→ Activity: From the entries below, gather each line containing the word "speckled".
*** Dataset ***
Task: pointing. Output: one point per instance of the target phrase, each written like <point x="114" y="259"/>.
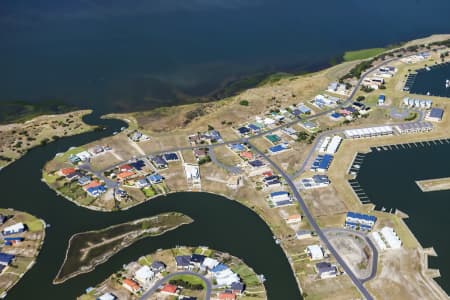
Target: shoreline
<point x="107" y="256"/>
<point x="34" y="261"/>
<point x="83" y="113"/>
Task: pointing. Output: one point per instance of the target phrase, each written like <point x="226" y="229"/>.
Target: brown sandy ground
<point x="16" y="139"/>
<point x="254" y="290"/>
<point x="26" y="252"/>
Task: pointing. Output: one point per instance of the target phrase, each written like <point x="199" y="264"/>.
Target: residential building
<point x="315" y="252"/>
<point x="14" y="229"/>
<point x="326" y="270"/>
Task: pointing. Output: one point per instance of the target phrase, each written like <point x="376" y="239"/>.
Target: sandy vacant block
<point x="431" y="185"/>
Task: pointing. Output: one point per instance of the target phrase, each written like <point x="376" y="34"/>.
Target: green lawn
<point x="362" y="54"/>
<point x="49" y="178"/>
<point x="190" y="278"/>
<point x="65" y="156"/>
<point x="148" y="192"/>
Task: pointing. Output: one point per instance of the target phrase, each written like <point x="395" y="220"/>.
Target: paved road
<point x="230" y="169"/>
<point x="364" y="236"/>
<point x="356" y="281"/>
<point x="150" y="292"/>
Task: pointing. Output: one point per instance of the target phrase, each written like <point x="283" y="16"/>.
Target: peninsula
<point x="288" y="151"/>
<point x="17" y="138"/>
<point x="89" y="249"/>
<point x="184" y="273"/>
<point x="22" y="236"/>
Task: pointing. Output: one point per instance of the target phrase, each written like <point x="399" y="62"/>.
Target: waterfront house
<point x="6" y="259"/>
<point x="224" y="276"/>
<point x="237" y="288"/>
<point x="155" y="178"/>
<point x="144" y="275"/>
<point x="170" y="289"/>
<point x="210" y="263"/>
<point x="12" y="241"/>
<point x="96" y="191"/>
<point x="125" y="168"/>
<point x="359" y="221"/>
<point x="107" y="296"/>
<point x="131" y="285"/>
<point x="83" y="180"/>
<point x="159" y="162"/>
<point x="326" y="270"/>
<point x="158" y="266"/>
<point x="141" y="183"/>
<point x="124" y="175"/>
<point x="67" y="171"/>
<point x="315" y="252"/>
<point x="197" y="259"/>
<point x="273" y="138"/>
<point x="435" y="115"/>
<point x="14" y="229"/>
<point x="183" y="262"/>
<point x="94" y="183"/>
<point x="74" y="176"/>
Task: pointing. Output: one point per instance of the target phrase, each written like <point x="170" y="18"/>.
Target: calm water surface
<point x="219" y="223"/>
<point x="388" y="177"/>
<point x="113" y="55"/>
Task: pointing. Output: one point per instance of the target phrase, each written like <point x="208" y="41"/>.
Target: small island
<point x="86" y="250"/>
<point x="22" y="236"/>
<point x="17" y="138"/>
<point x="182" y="273"/>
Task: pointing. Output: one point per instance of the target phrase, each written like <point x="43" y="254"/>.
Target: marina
<point x="396" y="169"/>
<point x="432" y="82"/>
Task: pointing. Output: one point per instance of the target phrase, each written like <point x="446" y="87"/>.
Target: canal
<point x="388" y="178"/>
<point x="219" y="223"/>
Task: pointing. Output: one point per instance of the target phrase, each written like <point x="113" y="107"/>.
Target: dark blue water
<point x="433" y="81"/>
<point x="243" y="237"/>
<point x="113" y="55"/>
<point x="388" y="178"/>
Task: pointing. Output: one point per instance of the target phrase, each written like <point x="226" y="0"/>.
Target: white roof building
<point x="210" y="262"/>
<point x="315" y="252"/>
<point x="107" y="296"/>
<point x="334" y="144"/>
<point x="226" y="277"/>
<point x="144" y="274"/>
<point x="84" y="155"/>
<point x="18" y="227"/>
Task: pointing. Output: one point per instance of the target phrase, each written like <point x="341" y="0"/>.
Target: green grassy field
<point x="362" y="54"/>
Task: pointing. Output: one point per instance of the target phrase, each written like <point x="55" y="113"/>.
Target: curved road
<point x="156" y="286"/>
<point x="356" y="281"/>
<point x="368" y="241"/>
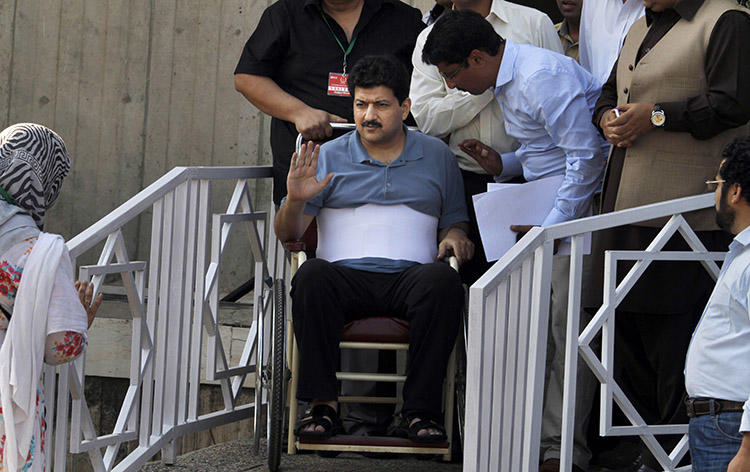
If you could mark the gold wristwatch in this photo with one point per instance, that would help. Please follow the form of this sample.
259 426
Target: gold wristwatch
658 118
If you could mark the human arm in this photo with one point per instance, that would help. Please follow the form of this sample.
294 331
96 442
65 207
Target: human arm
453 240
564 112
607 101
71 313
437 109
302 185
501 166
265 94
257 70
726 104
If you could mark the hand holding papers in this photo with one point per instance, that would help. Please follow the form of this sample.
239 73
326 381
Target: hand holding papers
485 156
504 205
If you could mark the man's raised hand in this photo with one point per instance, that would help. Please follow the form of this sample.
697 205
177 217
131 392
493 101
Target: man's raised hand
301 183
487 157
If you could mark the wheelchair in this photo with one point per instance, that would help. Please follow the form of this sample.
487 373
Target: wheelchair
378 333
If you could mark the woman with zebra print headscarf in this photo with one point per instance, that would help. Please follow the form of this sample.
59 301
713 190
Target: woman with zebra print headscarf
45 316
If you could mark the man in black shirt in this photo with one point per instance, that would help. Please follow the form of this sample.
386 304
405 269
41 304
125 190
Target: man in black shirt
676 96
293 64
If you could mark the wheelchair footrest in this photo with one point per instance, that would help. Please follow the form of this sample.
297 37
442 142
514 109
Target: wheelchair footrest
349 443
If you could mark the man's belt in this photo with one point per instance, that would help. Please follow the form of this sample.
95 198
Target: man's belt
702 406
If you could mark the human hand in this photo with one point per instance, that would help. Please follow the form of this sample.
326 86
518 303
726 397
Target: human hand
634 121
605 123
487 157
741 461
301 183
456 243
523 229
313 123
86 294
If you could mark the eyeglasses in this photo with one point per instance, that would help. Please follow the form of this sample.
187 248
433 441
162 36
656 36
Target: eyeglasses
712 185
453 74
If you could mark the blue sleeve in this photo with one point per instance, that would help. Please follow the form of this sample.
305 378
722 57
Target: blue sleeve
454 201
565 114
313 206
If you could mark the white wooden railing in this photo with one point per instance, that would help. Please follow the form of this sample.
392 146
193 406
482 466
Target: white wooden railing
174 300
507 340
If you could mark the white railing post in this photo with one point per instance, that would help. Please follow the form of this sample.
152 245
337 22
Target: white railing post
537 354
571 352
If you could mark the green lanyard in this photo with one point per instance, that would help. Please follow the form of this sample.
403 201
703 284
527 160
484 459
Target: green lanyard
351 44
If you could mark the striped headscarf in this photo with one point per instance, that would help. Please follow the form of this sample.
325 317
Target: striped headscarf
33 164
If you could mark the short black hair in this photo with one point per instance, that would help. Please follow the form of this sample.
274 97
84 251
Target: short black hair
736 166
375 70
455 34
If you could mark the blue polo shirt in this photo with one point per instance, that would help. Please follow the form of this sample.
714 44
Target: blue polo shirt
425 177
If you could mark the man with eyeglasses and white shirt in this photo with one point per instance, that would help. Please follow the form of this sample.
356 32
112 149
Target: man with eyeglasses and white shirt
717 368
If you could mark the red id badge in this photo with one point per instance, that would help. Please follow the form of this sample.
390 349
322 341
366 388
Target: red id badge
338 85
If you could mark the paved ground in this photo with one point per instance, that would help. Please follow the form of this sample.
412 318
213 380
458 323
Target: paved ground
235 457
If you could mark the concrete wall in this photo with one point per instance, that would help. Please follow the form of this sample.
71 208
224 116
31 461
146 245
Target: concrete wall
134 87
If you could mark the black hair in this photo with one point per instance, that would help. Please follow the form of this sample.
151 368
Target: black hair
375 70
736 166
455 34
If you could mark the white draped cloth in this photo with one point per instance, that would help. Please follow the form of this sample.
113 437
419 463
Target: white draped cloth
23 350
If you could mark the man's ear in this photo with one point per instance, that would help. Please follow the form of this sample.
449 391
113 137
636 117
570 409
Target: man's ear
405 108
476 57
735 193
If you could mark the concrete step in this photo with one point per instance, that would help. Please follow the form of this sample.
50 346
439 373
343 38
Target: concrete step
235 456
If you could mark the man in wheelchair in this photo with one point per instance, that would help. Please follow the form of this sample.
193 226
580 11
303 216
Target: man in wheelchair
389 203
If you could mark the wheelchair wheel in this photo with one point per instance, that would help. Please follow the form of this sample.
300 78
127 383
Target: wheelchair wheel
276 402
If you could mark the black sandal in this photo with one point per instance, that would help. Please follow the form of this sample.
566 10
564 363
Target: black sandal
320 415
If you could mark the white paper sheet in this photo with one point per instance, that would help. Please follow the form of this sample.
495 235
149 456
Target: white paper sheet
516 204
395 232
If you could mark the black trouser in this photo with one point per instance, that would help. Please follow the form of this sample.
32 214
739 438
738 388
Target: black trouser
326 296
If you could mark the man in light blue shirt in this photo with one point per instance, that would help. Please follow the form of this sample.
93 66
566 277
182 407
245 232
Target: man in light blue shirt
546 100
717 368
389 203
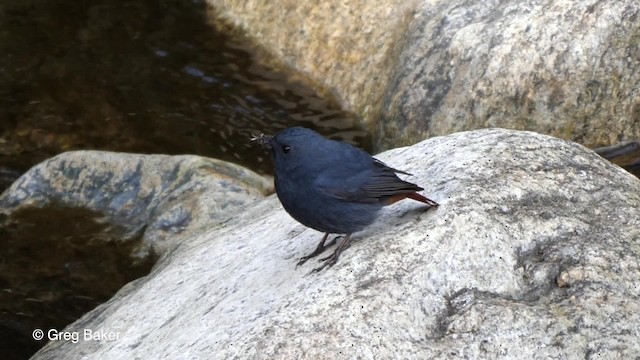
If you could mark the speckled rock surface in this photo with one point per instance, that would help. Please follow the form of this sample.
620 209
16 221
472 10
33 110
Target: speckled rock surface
*** End of Dataset ***
→ Task result:
If you could mark the speckled rock surface in this photo with one point per instance, that would help. Please follow the form of this sample.
Target: speckled rock surface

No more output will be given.